▶ WORK TO BE COMPLETED
From the records below, copy out each line that has the word "Return".

▶ DATA PROVIDED
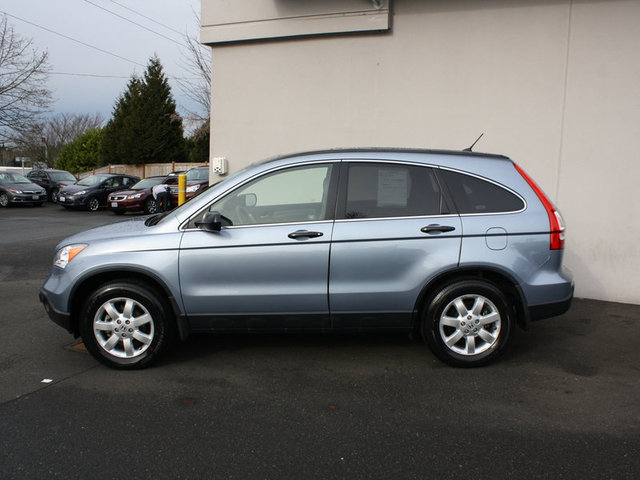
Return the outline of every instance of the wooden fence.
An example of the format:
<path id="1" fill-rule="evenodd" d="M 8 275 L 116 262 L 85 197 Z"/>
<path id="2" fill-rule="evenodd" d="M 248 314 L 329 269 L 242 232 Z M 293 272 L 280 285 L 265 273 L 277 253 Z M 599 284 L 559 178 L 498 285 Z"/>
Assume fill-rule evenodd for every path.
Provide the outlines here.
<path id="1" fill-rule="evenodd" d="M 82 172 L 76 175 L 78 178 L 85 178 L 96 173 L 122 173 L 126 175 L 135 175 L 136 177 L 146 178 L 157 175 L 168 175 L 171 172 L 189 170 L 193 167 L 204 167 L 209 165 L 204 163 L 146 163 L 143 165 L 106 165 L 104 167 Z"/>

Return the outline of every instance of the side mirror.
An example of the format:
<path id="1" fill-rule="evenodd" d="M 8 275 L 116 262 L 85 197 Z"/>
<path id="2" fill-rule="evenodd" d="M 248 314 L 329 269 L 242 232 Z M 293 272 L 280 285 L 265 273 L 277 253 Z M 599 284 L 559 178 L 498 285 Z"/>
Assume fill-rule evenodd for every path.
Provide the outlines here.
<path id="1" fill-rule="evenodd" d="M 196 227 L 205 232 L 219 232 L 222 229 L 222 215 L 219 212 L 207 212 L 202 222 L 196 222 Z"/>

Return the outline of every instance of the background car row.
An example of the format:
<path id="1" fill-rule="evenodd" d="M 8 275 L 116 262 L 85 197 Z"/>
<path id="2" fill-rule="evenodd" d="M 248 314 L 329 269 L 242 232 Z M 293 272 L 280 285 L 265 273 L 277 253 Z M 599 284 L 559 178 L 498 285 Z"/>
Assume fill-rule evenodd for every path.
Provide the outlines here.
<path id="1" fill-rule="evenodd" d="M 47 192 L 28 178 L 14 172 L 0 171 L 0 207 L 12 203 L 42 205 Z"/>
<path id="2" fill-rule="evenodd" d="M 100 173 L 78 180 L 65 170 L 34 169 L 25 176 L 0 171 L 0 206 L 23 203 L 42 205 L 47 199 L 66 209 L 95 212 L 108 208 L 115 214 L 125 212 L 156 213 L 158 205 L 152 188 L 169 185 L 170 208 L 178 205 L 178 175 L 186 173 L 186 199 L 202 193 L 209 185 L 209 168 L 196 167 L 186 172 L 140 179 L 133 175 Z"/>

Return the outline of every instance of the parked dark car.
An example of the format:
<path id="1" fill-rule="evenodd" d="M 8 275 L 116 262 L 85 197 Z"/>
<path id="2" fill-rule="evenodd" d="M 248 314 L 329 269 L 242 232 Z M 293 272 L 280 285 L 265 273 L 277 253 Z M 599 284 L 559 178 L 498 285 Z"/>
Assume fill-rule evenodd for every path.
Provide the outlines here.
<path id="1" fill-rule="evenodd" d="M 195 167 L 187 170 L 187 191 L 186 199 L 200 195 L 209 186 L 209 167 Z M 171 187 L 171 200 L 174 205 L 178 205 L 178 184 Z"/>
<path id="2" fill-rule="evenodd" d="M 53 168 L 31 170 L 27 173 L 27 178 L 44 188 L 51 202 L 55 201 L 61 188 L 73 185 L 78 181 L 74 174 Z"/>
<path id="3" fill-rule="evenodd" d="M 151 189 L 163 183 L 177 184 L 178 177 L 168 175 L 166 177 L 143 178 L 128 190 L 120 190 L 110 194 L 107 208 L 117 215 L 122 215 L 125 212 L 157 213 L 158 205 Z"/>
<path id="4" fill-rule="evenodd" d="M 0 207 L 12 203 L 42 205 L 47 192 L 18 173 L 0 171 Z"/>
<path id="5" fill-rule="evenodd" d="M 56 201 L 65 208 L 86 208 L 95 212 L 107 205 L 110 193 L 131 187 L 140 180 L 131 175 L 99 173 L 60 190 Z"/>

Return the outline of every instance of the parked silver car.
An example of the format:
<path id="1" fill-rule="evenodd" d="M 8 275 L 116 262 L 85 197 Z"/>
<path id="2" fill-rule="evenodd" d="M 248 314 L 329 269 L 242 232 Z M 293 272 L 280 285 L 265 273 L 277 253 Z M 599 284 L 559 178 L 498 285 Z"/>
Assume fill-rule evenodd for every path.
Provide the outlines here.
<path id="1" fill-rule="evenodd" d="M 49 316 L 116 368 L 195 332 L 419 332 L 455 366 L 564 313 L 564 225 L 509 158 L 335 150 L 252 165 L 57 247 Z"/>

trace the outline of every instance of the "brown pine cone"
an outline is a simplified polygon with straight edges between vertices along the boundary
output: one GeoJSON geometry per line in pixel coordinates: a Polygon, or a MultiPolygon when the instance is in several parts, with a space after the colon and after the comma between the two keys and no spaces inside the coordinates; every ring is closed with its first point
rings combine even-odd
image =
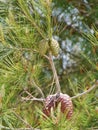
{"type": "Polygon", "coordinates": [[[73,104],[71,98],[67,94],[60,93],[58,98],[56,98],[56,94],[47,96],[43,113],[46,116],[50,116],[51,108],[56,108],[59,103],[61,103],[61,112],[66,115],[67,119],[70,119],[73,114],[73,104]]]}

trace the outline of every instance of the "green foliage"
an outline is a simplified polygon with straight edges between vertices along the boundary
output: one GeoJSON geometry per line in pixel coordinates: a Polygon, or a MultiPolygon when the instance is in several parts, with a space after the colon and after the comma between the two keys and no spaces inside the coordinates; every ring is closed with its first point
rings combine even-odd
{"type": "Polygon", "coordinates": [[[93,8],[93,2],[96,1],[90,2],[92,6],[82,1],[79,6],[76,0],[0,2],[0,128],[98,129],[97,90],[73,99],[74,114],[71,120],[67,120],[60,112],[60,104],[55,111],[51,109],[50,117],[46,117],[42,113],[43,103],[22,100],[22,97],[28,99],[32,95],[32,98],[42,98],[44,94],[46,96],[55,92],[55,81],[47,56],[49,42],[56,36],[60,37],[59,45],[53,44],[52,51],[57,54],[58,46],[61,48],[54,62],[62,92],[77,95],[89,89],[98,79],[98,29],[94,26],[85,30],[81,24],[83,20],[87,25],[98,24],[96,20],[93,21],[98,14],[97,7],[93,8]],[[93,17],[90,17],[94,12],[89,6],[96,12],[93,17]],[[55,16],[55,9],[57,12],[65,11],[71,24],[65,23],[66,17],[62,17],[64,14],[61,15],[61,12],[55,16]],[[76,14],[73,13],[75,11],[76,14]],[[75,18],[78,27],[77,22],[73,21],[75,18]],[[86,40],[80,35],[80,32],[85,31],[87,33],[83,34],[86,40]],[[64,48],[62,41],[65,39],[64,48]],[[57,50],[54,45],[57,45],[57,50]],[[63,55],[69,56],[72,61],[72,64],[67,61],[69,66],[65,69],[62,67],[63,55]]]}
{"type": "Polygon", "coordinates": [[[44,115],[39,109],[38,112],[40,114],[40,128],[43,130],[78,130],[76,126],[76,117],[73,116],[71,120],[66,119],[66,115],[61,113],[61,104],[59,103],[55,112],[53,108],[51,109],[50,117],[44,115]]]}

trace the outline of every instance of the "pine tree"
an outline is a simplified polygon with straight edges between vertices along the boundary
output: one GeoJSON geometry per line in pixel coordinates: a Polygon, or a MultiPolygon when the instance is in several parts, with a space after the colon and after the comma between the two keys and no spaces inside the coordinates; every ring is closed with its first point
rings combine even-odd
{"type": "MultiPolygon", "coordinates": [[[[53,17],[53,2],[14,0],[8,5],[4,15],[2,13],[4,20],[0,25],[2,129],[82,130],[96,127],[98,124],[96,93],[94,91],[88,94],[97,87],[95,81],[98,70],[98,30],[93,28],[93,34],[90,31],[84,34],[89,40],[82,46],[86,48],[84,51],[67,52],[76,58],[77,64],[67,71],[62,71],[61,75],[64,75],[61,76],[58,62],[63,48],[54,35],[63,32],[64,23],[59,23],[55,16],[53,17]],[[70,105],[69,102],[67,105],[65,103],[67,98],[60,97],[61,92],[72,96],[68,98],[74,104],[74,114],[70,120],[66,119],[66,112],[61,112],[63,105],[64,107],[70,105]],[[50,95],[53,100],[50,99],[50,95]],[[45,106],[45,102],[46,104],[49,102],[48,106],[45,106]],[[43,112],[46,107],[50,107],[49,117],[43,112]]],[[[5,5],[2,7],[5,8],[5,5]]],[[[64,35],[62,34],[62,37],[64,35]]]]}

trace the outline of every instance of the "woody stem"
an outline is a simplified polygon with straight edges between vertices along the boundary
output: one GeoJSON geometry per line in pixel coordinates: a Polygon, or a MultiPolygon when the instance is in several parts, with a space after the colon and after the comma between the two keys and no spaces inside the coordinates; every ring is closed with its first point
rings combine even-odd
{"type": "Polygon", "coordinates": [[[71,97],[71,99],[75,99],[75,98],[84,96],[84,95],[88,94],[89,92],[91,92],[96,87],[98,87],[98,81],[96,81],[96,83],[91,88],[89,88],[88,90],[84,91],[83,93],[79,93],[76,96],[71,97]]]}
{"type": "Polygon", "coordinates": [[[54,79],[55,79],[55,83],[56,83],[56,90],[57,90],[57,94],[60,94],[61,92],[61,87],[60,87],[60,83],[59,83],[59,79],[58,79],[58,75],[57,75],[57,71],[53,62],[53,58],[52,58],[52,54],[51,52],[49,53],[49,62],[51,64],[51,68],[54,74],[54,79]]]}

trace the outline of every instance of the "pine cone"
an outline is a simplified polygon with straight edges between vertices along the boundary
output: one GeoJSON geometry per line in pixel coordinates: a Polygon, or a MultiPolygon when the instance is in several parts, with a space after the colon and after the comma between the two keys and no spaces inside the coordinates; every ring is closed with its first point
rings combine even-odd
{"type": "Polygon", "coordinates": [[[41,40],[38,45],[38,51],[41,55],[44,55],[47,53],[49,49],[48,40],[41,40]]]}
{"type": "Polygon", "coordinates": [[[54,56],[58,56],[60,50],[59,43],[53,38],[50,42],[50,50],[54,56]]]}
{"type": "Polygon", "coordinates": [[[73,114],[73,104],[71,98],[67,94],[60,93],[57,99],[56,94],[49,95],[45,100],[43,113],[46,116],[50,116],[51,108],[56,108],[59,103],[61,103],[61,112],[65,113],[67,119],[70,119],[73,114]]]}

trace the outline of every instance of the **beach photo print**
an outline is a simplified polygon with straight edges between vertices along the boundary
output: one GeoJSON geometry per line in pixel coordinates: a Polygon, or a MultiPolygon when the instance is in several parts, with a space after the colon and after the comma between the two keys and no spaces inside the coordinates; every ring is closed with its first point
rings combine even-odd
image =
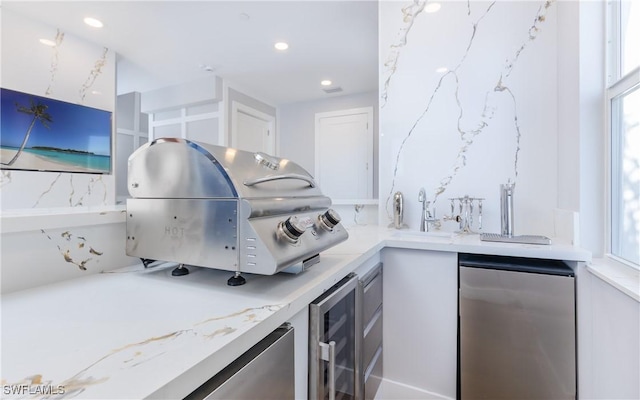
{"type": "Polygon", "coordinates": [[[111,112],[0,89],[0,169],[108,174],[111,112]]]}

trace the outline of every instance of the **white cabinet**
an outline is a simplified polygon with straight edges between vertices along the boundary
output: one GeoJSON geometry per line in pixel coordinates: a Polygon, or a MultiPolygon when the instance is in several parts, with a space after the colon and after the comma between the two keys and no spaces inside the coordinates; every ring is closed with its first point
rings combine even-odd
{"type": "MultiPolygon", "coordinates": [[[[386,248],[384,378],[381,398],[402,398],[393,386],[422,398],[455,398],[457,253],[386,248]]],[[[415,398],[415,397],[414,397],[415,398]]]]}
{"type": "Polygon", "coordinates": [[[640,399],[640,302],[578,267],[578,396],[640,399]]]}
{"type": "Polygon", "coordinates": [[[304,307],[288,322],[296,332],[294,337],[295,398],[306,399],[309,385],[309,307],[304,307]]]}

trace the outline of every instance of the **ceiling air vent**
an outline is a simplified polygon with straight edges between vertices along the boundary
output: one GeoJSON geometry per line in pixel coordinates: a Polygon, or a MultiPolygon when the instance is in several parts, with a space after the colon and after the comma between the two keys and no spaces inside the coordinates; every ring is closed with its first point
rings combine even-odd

▶ SOLUTION BELOW
Return the outline of every instance of the wooden fence.
Return the outline of every instance of the side mirror.
Return the outline of every instance of the background car row.
Return the outline of every instance of the parked dark car.
Return the outline of every instance of the parked silver car.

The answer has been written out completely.